### WHAT YOU SHOULD DO
Write out the full set of records exactly. Any pictures in them do not belong in the copy.

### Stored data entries
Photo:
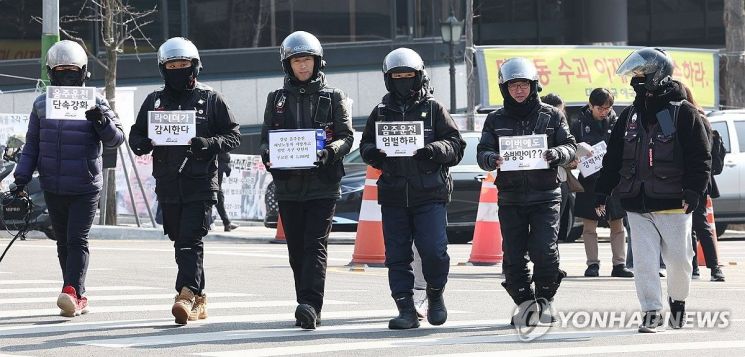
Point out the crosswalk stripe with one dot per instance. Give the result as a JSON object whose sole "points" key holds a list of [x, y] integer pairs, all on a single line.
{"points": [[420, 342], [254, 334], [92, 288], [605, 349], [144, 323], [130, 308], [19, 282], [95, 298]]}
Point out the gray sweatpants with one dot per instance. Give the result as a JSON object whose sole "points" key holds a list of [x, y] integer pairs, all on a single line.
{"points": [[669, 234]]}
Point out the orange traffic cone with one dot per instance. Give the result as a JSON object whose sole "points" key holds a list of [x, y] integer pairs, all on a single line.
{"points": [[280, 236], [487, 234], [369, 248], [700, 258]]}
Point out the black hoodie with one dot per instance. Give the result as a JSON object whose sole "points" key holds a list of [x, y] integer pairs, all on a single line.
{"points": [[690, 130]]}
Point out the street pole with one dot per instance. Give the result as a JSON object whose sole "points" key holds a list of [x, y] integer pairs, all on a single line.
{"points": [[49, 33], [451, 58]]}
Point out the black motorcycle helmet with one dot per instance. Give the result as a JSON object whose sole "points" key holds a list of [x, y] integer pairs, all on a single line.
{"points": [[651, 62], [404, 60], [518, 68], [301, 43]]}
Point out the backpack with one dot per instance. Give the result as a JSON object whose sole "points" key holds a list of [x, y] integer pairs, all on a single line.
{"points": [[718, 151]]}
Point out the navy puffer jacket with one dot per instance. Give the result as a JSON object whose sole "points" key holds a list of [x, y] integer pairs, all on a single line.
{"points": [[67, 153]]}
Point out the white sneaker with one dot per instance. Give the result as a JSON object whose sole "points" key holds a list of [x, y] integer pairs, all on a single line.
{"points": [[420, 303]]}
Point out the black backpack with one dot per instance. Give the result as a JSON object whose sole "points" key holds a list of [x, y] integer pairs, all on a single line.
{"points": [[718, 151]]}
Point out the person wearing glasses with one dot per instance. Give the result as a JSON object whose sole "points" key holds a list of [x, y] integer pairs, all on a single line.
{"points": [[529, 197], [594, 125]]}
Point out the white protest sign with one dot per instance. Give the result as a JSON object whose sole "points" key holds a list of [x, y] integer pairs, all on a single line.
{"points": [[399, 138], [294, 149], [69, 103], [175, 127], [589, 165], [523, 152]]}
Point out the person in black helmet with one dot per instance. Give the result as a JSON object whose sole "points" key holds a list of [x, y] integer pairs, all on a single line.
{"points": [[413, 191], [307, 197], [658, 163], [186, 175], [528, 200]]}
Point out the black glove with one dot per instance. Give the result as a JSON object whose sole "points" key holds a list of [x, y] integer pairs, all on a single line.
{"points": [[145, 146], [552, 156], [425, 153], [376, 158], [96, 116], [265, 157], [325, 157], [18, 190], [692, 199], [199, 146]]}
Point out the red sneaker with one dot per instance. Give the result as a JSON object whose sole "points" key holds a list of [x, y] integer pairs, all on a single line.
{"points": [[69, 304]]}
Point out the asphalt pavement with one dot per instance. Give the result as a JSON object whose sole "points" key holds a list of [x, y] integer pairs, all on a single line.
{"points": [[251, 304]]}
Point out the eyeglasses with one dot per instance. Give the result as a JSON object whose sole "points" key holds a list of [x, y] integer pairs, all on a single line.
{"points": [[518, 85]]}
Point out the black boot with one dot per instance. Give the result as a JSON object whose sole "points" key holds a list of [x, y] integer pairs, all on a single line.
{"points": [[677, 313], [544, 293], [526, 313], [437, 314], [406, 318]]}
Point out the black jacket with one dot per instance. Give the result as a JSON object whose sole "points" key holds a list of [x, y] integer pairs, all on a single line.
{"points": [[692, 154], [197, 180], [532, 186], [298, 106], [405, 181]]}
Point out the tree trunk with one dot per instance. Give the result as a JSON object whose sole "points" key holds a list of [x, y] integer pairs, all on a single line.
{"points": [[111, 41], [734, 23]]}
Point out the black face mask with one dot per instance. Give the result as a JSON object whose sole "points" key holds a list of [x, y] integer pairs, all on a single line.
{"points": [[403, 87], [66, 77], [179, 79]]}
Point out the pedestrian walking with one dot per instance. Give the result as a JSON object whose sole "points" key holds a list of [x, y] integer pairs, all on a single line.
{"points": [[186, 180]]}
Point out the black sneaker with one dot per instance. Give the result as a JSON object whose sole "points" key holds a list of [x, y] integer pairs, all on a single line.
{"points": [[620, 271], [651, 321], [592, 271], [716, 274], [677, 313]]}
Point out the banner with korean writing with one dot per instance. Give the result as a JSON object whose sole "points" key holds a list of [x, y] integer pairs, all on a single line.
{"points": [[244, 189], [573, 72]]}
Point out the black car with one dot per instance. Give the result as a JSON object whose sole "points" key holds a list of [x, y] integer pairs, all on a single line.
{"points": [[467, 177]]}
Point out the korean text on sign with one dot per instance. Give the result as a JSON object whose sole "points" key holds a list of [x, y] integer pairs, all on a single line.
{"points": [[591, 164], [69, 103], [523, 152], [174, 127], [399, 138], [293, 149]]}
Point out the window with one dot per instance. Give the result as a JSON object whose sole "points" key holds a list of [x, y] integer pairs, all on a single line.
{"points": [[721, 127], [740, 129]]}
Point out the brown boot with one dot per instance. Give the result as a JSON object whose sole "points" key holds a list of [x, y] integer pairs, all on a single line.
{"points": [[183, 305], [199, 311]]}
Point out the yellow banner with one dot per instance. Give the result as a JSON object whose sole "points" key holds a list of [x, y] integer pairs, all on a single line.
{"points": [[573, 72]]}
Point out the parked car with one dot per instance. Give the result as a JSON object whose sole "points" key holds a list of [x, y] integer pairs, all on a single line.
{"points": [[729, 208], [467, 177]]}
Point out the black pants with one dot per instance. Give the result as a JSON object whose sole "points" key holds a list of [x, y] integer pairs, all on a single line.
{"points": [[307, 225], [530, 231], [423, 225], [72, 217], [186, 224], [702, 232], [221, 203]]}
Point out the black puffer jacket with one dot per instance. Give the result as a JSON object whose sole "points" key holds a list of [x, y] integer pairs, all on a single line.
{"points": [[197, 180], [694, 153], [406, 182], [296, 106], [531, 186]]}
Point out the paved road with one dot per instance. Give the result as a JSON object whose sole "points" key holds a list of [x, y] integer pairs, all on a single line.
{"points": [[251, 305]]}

### SOLUTION TO THE PROBLEM
Photo:
Point out the crosswalk stripe with one dot per instance. Give the result as a JSON object whose sole "points" key holds a list of [x, y] integer pairs, all on a single line.
{"points": [[420, 342], [254, 334], [92, 288], [605, 349], [144, 323], [130, 308], [19, 282], [95, 298]]}
Point out the gray sweatpants with one dot per instance. Give the result as a JSON object whose sole "points" key holds a list of [x, y] integer pairs, all on a single line.
{"points": [[669, 234]]}
Point out the orange traffic cone with one dot per instance. Give the result as a JSON object whose sole "points" key holds a list of [x, y] integer pairs, all on a single line.
{"points": [[280, 236], [487, 234], [369, 248], [700, 258]]}
Point out the black hoodie with one dot per instance. Give the result as a JSON object whose sole "points" key holds a list of [x, y] integer pairs, all on a single line.
{"points": [[690, 130]]}
Point out the street pole with one dot per instance. Give the result as a JSON object whose sole "points" key holds a list of [x, y] integer pairs, all on a single line.
{"points": [[49, 33], [451, 58]]}
Point out the black motorcycle helmet with one dot per instance. Give the result as a JSON object whose sole "points" key holds a list of [x, y] integer pairs, all on a single line.
{"points": [[651, 62], [404, 60], [518, 68], [301, 43]]}
Point out the backpack with one dot per instance. Give the result as a JSON object whose sole "points" key holds a list of [x, y] integer pairs, all on a single line.
{"points": [[718, 151]]}
Point out the navy puffer jacket with one dot per instance. Give the result as a JSON object whose sole "points" key holds a list of [x, y] integer pairs, all on a single line.
{"points": [[67, 153]]}
Point out the white sneaker with one dot per instance. Give the result as a JSON object whose sole "points" key holds a list of [x, y] integer pairs, all on a single line.
{"points": [[420, 303]]}
Point out the black backpack with one dot per instance. Give the result as a JSON object whose sole "points" key holds a list of [x, y] integer pairs, all on a single line.
{"points": [[718, 151]]}
Point out the person wearing glasses with one dot per instance. Give the result as a JSON object whose sole "points" key holds a list of [x, y] integer pairs, all on a single line.
{"points": [[529, 197], [594, 125]]}
Point out the white protest sign with one dot per instance. Give the result as a JSON object whose sole "points" key holds a list of [x, y] integer pairs, all on a single line.
{"points": [[399, 138], [294, 149], [69, 103], [175, 127], [589, 165], [523, 152]]}
Point out the person in black helmet with one dot per instance. Give the result as a JSON object whose sole "points" key holds a list of [x, y] integer pairs, all on a single line.
{"points": [[413, 191], [307, 197], [658, 163], [186, 175], [528, 200]]}
Point out the black glove with one dot per instance. Give the result as a JSON object whose sole "points" key holds a list of [x, y] integer pairs, all on a single line.
{"points": [[145, 146], [552, 156], [425, 153], [376, 158], [96, 116], [265, 157], [325, 157], [18, 190], [692, 199], [199, 146]]}
Point out the red sneaker with one dot per instance. Give the result as a JSON object whose sole "points" key holds a list of [x, y] integer pairs, all on a single line.
{"points": [[69, 304]]}
Point out the asphalt pavement with one dot per instance. Give the result as a JSON object whose sole "points" key holds a list of [x, y] integer pairs, all on a single line.
{"points": [[251, 304]]}
Point out the eyeglasses with one dot per instance. Give the result as a JSON object whose sole "points" key holds a list of [x, y] integer pairs, all on a single line.
{"points": [[518, 85]]}
Point out the black boot with one dot per instance. Give the result as a JSON object whose sole "points" key holds a list of [x, y] integer pairs, all on a single line.
{"points": [[677, 313], [544, 293], [526, 313], [437, 314], [406, 318]]}
Point out the black jacket with one dot per instance. Give the result as a JSON object whose sole "points" key holds a list of [x, y] integer pairs, all on a single line.
{"points": [[692, 154], [197, 180], [532, 186], [298, 106], [405, 181]]}
Point out the tree trunk with one dot per instance. Give the result as a JSON object whose sole "points" key holds a list of [x, y] integer pairs, all on a single line.
{"points": [[111, 41], [734, 23]]}
Point out the black face mask with one dot per instance. Give the result as a JSON object whose sole "points" key holds a list of [x, y] integer pairs, all on a single line.
{"points": [[403, 87], [66, 77], [179, 79]]}
Point out the pedestrian walking with one dot per instance. Give the result as a JSON object whose sole "points" key holds a list of [x, y] integer pairs, all on a single line.
{"points": [[186, 180]]}
Point out the black sneaker with one dot per instance. Give the result as a JSON object whose sole "points" key holds a list of [x, y] integer pairs, all on a single line.
{"points": [[620, 271], [651, 321], [592, 271], [716, 274], [677, 313]]}
Point out the banner with korean writing with one dot per instance. Give the result as a JSON object whose sole "points" key holds a list of [x, y] integer pairs, all on a single line.
{"points": [[244, 189], [573, 72]]}
Point out the black car with one dot per instance. Give the result as a JSON object whose sole "points" key holds a list of [x, y] integer pairs, all on a single line.
{"points": [[467, 177]]}
Point out the korean text on sign with one dot per instance. Give the result as a JSON object whose sole "points" key holds a list of [x, y] integer pairs, all on a single line.
{"points": [[591, 164], [69, 103], [523, 152], [174, 127], [399, 138], [293, 149]]}
Point out the window with one dot per instance. Give the result as a JSON object whose sole "points" key holds a list of [x, y] integer pairs, all on a single line.
{"points": [[721, 127], [740, 129]]}
Point out the brown boot with one dot per instance. Give the result as a JSON object whose sole "points" key holds a list of [x, y] integer pairs, all on a single line.
{"points": [[183, 305], [199, 311]]}
Point out the yellow banner with one dot per instance. Give the result as a JSON object whose sole "points" key holds a list of [x, y] integer pairs, all on a single line.
{"points": [[573, 72]]}
Point out the parked car with one dot per instance. Give the result as a JSON object whose sole "points" key holds a list of [x, y] integer pairs, all on a single line.
{"points": [[729, 208], [467, 177]]}
Point out the black pants with one dot per instance. Give the result as a JSON object whose sole "points" key holds a list of [x, y] integer pairs, all on a single line.
{"points": [[307, 225], [530, 231], [423, 225], [72, 217], [186, 224], [702, 232], [221, 203]]}
Point out the black puffer jacket with one dot per instance. Give the result as a JSON object whose sole "points" key holds a list of [x, y] integer pairs, all on a single line.
{"points": [[197, 180], [694, 153], [406, 182], [296, 106], [531, 186]]}
Point out the paved road with one dot per instance. Give the result as a JSON object whose sole "points" key holds a list of [x, y] integer pairs, all on a single line.
{"points": [[251, 305]]}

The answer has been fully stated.